» **GIVEN EXERCISE**
Output each of the records below verbatim, line for line.

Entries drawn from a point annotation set
━━━━━━━━━━━━━━━━━━━━━━━━━━━━━━

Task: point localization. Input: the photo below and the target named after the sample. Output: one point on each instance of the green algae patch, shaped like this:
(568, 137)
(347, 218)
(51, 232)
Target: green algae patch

━━━━━━━━━━━━━━━━━━━━━━━━━━━━━━

» **WRITTEN SOLUTION**
Task: point localization. Input: the photo below and the target named after the sample. Output: one point on each instance of the green algae patch, shaped like this:
(568, 137)
(347, 218)
(51, 232)
Target: green algae patch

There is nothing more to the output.